- _Description of the task_
Please print the material below word for word, starting with the line that contains "Task: where can the orange" and going on through the end of the material.

Start The input

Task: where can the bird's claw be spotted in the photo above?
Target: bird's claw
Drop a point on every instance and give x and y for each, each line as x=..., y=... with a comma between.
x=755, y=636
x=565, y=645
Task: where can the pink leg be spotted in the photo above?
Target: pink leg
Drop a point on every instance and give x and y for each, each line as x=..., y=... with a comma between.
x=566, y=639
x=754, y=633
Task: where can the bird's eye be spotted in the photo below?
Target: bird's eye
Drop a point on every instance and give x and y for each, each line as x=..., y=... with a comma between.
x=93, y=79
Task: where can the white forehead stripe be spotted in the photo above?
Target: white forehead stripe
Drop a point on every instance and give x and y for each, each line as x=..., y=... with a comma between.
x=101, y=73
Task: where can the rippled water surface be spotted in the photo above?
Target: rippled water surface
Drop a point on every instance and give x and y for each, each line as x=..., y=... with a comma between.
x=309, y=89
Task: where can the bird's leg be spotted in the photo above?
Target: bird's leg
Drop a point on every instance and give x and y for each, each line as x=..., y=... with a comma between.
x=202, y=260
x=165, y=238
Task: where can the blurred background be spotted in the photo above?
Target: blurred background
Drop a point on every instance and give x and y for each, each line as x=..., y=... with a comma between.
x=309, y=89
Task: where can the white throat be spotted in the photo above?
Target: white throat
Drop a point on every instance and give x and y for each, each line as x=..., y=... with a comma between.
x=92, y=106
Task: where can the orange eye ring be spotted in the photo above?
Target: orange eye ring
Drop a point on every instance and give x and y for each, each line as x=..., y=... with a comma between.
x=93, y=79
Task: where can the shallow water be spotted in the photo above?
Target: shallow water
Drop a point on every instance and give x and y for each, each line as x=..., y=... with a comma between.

End The input

- _Response_
Task: where can the orange eye ring be spotted in the photo above?
Target: orange eye ring
Drop a point on every instance and give x and y for each, each line as x=..., y=... with a comma between.
x=93, y=79
Task: where can the shallow water be spotted in the photo above?
Target: shallow water
Drop a point on every instance and give x and y for each, each line as x=..., y=... with a comma between.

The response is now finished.